### [WRITTEN REQUEST 1]
Locate every line in the listing below that contains the string "instances", and copy each of those lines. Case counts.

### [TEXT SHOWN]

** Start **

Machine Learning (ML) and Artificial Intelligence (AI) have stirred the technology sector into a flurry of activity over the past couple of years.
However, it is important to remember that it all comes back to data. As Hilary Mason, a prominent data scientist, noted in Harvard Business Review*,
…you can’t do AI without machine learning. You also can’t do machine learning without analytics, and you can’t do analytics without data infrastructure.
Over the last year we assembled a number of blogs, videos, and presentations on using ML and AI with MemSQL.
MemSQL with ML and AI
As a foundational datastore, MemSQL incorporates machine learning functions in one of three ways:
- Calculations outside the database
- Calculations on ingest
- Calculations within the database
Read an overall summary in our blog post Machine Learning and MemSQL from Rick Negrin.
Outside the Database
For integrating ML and AI outside the database, two popular methods are integrating with Spark and TensorFlow.
For Spark, MemSQL offers and open source MemSQL Spark Connector, which delivers high-throughput, bi-directional, and highly-parallel operations from partition to partition. This connector opens up unlimited ML and AI possibilities that can be combined with a scalable, durable datastore from MemSQL.
One example of this integration is real-time machine learning scoring. A stereotypical pipeline might be:
IIoT Collection > Kafka > Spark > MemSQL > Queries
For example, some popular statistical software packages allow export as PMML, the predictive machine learning markup language. These or similar models, can be exported into Spark, or even the database itself, to score incoming data in real time. From there, the datapoint and the score of the model on the datapoint, can be persisted together for easy analysis.

** End **

### [WRITTEN REQUEST 2]
Continue the text on MemSQL and machine learning above from the point where it stops, without going back to the listing below.

### [INPUT RECORDS]
** Start **

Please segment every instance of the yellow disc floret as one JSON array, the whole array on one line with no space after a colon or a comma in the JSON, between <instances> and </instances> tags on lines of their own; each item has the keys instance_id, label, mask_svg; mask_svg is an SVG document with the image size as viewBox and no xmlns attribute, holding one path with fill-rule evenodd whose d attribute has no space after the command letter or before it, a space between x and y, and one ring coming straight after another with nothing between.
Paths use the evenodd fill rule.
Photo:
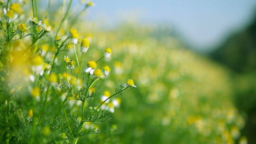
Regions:
<instances>
[{"instance_id":1,"label":"yellow disc floret","mask_svg":"<svg viewBox=\"0 0 256 144\"><path fill-rule=\"evenodd\" d=\"M108 71L108 72L110 72L110 68L108 66L104 66L103 68L103 70L106 71Z\"/></svg>"},{"instance_id":2,"label":"yellow disc floret","mask_svg":"<svg viewBox=\"0 0 256 144\"><path fill-rule=\"evenodd\" d=\"M9 18L14 17L14 12L12 10L9 10L6 13L6 16Z\"/></svg>"},{"instance_id":3,"label":"yellow disc floret","mask_svg":"<svg viewBox=\"0 0 256 144\"><path fill-rule=\"evenodd\" d=\"M77 30L76 29L72 28L69 31L69 32L70 33L70 34L71 35L71 36L72 37L72 38L78 38L78 34L77 34Z\"/></svg>"},{"instance_id":4,"label":"yellow disc floret","mask_svg":"<svg viewBox=\"0 0 256 144\"><path fill-rule=\"evenodd\" d=\"M82 39L81 43L81 46L83 46L85 47L89 47L89 41L87 38L84 38Z\"/></svg>"},{"instance_id":5,"label":"yellow disc floret","mask_svg":"<svg viewBox=\"0 0 256 144\"><path fill-rule=\"evenodd\" d=\"M127 80L127 81L126 81L126 83L131 86L134 85L134 82L133 82L133 80L132 79Z\"/></svg>"},{"instance_id":6,"label":"yellow disc floret","mask_svg":"<svg viewBox=\"0 0 256 144\"><path fill-rule=\"evenodd\" d=\"M57 82L57 76L54 73L50 74L48 77L48 80L50 82Z\"/></svg>"},{"instance_id":7,"label":"yellow disc floret","mask_svg":"<svg viewBox=\"0 0 256 144\"><path fill-rule=\"evenodd\" d=\"M37 55L32 58L31 64L34 65L41 65L43 64L43 58L40 55Z\"/></svg>"},{"instance_id":8,"label":"yellow disc floret","mask_svg":"<svg viewBox=\"0 0 256 144\"><path fill-rule=\"evenodd\" d=\"M10 6L10 9L16 13L19 13L20 11L20 6L18 3L13 3Z\"/></svg>"},{"instance_id":9,"label":"yellow disc floret","mask_svg":"<svg viewBox=\"0 0 256 144\"><path fill-rule=\"evenodd\" d=\"M103 91L103 95L109 97L110 97L110 94L109 91L105 90Z\"/></svg>"},{"instance_id":10,"label":"yellow disc floret","mask_svg":"<svg viewBox=\"0 0 256 144\"><path fill-rule=\"evenodd\" d=\"M112 53L112 50L111 50L111 48L108 47L105 50L105 52L109 54L111 54Z\"/></svg>"},{"instance_id":11,"label":"yellow disc floret","mask_svg":"<svg viewBox=\"0 0 256 144\"><path fill-rule=\"evenodd\" d=\"M23 32L26 30L27 27L26 27L26 25L24 23L21 23L18 26L18 29Z\"/></svg>"},{"instance_id":12,"label":"yellow disc floret","mask_svg":"<svg viewBox=\"0 0 256 144\"><path fill-rule=\"evenodd\" d=\"M97 67L97 63L93 61L89 61L87 63L87 66L92 69L95 69Z\"/></svg>"},{"instance_id":13,"label":"yellow disc floret","mask_svg":"<svg viewBox=\"0 0 256 144\"><path fill-rule=\"evenodd\" d=\"M31 90L30 93L32 96L37 97L40 96L40 89L38 87L35 87Z\"/></svg>"},{"instance_id":14,"label":"yellow disc floret","mask_svg":"<svg viewBox=\"0 0 256 144\"><path fill-rule=\"evenodd\" d=\"M93 74L98 77L100 77L102 75L102 72L99 69L96 69L94 72L93 72Z\"/></svg>"}]
</instances>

** End **

### [TASK OUTPUT 1]
Please segment every instance of the yellow disc floret as one JSON array, the whole array on one line with no space after a colon or a comma in the JSON, between <instances> and </instances> tags on lines of their own; each item has the keys instance_id, label, mask_svg; mask_svg is an SVG document with the image size as viewBox and no xmlns attribute, holding one path with fill-rule evenodd whose d attribute has no space after the command letter or before it, a space between x and y, and one ring coming straight after another with nothing between.
<instances>
</instances>

### [TASK OUTPUT 2]
MemSQL PowerStream is a specific example of combining machine learning with a database to score data in real time and predict the likelihood of an equipment failure.
An interactive demonstration using MemSQL PowerStream simulates 200,000 wind turbines sending sensor information at a rate of approximately 2 million inserts per second to MemSQL. From there, the user interface shows live status on real-time information, and ML scoring predicts the likelihood of turbine failures.
Read more in our blog IoT at Global Scale: PowerStream Wind Farm Analytics with Spark.
TensorFlow, and the results of applying machine learning models in TensorFlow, are shown in the this video Scoring Machine Learning Models at Scale from Strata New York.
ML On Ingest
Another area to run machine learning is as the data arrives in the database. MemSQL enables this with native pipelines from Kafka, including exactly-once semantics, a critical capability for deduplication in event-driven pipelines. Further, the pipeline ingest capability includes the option for executing a custom transformation.
A typical real-time data pipeline in this scenario might be:
Kafka > MemSQL > Query/Visualization
MemSQL UI for Custom Transformations
Within the Database
The third area for ML integration with databases is within the database itself. This occurs with a couple of secret ingredients.
The first enabler for machine learning within a database is extensibility, or more specifically the inclusion of stored procedures, user-defined functions, and user-defined aggregates. These functions allow for customizations that can quickly and easily execute elements of an overall machine learning pipeline.
Another enabler is the inclusion of popular algebraic operations such as
DOT_PRODUCT, which can take two vectors and quickly compare them for similarity.
DOT_PRODUCT can also easily compare one vector against hundreds of millions of vectors to deliver a degree of similarity.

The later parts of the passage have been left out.